## Given exercise
Copy every line of the data below word for word, without changing anything.
## START Data for this exercise
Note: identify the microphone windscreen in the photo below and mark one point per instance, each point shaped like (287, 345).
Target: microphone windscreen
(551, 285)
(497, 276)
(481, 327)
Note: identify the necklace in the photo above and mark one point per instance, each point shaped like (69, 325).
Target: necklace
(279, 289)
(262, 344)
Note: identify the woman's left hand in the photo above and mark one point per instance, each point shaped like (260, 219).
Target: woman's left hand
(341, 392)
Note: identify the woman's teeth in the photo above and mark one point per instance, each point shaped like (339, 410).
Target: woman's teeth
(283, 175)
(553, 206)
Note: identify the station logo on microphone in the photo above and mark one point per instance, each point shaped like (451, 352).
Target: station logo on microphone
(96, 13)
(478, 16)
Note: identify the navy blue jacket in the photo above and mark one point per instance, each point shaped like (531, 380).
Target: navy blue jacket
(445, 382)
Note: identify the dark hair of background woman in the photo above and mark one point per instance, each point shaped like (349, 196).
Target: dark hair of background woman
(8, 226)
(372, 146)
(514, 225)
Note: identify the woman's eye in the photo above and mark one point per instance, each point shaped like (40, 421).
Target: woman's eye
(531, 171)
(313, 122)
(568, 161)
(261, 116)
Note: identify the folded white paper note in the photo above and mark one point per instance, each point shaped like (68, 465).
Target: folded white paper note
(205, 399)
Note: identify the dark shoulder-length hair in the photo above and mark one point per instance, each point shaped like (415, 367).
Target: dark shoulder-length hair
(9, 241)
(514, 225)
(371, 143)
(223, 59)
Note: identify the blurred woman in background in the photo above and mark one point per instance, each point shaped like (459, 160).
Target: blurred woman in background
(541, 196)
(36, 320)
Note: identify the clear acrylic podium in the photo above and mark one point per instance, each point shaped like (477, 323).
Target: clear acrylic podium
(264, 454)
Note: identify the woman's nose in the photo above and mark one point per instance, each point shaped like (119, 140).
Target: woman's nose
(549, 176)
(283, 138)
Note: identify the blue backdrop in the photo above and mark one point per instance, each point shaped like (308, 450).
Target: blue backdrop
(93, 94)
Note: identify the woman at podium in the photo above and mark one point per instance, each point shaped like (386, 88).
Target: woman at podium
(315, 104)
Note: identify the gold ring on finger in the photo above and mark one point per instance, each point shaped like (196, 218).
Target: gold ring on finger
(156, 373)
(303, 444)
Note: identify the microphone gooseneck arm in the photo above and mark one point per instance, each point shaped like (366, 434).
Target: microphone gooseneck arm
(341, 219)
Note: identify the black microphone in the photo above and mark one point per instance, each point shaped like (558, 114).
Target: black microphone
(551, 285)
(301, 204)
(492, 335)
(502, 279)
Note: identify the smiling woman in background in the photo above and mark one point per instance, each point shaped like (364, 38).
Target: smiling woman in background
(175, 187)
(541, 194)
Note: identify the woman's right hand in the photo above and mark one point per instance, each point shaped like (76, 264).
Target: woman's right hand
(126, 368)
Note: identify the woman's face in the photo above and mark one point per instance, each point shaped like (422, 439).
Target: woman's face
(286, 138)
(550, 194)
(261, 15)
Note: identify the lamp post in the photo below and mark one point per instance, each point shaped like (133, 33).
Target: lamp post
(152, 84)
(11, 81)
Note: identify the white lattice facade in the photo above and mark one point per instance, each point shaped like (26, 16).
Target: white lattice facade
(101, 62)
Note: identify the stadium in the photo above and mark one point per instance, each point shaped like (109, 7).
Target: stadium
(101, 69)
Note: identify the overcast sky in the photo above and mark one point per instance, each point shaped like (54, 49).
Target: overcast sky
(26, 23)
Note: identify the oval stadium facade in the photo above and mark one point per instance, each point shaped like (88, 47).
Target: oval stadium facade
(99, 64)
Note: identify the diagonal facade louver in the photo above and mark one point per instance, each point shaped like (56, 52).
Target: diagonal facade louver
## END Data for this exercise
## Final answer
Note: identify the microphone windscreen in the photo below and mark one point per instance, each point shaped like (287, 345).
Target: microphone windscreen
(551, 285)
(497, 276)
(481, 327)
Note: identify the necklace in the photo above and mark one point per instance, each point shaped like (69, 325).
Target: necklace
(279, 289)
(262, 344)
Note: identify the woman's left hand in the photo above and mark one point per instance, each point shaped like (260, 219).
Target: woman's left hand
(341, 392)
Note: identify the woman's teeth in the photo above and mark one point per instance, each point shaped like (339, 410).
Target: woman's teeth
(283, 175)
(553, 206)
Note: identify the station logo on microphone in the photo above and mark one point per instance, each point shaped like (451, 352).
Target: station logo on microphone
(96, 13)
(478, 16)
Note: identify the navy blue jacket in the photo above and mark one point per instance, each point shaped like (531, 380).
Target: navy blue jacket
(445, 382)
Note: identify the dark hair of background woman in the photo above and mark one point per instance, each point shaped like (349, 196).
Target: dark hair of background woman
(8, 226)
(372, 146)
(514, 225)
Note: identify the woman's eye in the photo above and mark one point per instance, each point shaped like (40, 421).
Target: woman's eye
(531, 171)
(313, 122)
(568, 161)
(261, 116)
Note: identify the folded white paper note in the photo above and mark one point per instance, each point shaped like (68, 465).
Target: folded white paper note
(205, 399)
Note: identify the dark shoulder-length hair in the photo above and mark one point per instance, each point shaped like (415, 367).
Target: dark shoulder-length hair
(9, 241)
(514, 225)
(371, 143)
(223, 59)
Note: identify the blurred woman in background in the photo above and mark one point per instance, each point shaped like (459, 160).
Target: blurred woman in background
(541, 196)
(36, 320)
Note: identify the clear acrylic podium in the photo above and mark one point per instance, each point shaped like (477, 323).
Target: clear acrylic podium
(264, 454)
Note: identify the woman's nose in the photo above and mark one point per instance, each point shaped like (119, 140).
Target: woman's nose
(549, 176)
(283, 138)
Note: identify the blue backdrop in the photo above and mark one point per instance, each point shaped like (308, 450).
Target: blue backdrop
(93, 94)
Note: identify the woman at podium in the photo above and mark one point per instance, each point shaped like (386, 88).
Target: woman at podium
(315, 104)
Note: identify the gold ring on finger in the photo above and mark one point per instance, each point shaped like (196, 218).
Target: gold ring on finger
(156, 373)
(303, 444)
Note: identify the microphone gooseneck arm in the photo above and mark one point per instance, each point shaped like (366, 434).
Target: microphone gooseneck arm
(341, 219)
Note: identify the black microphone in the photo above and mark one point per instance, each point shaped like (558, 114).
Target: black microphone
(551, 285)
(301, 204)
(492, 335)
(502, 279)
Note: identify the smiling woman in background in the photo above and mark one point per instance, each point shaped like (364, 38).
Target: smiling woman in background
(175, 187)
(541, 194)
Note: identify the woman's right hand in the photo above and mark one point per instance, each point shaped like (76, 264).
Target: woman's right hand
(126, 368)
Note: identify the woman's face in the photo above and mark one point per instance, each point shaped like (422, 439).
Target: woman's face
(286, 138)
(550, 194)
(261, 15)
Note: identify the lamp post in the photo below and mark one point per instance, each point shaped like (133, 33).
Target: lamp post
(152, 84)
(11, 81)
Note: identify the white lattice facade in the photo above and mark one point per instance, each point shaped like (26, 16).
Target: white lattice facade
(101, 62)
Note: identify the stadium in the photo above and mark one point per instance, each point shaped like (109, 7).
Target: stadium
(101, 69)
Note: identify the overcast sky in the photo above and mark one point per instance, each point shaped like (54, 49).
Target: overcast sky
(26, 23)
Note: identify the oval stadium facade in the photo above and mark one point per instance, each point shaped like (88, 47).
Target: oval stadium facade
(99, 64)
Note: identify the diagonal facade louver in the photo above and mark one point per instance, each point shaped like (56, 52).
Target: diagonal facade louver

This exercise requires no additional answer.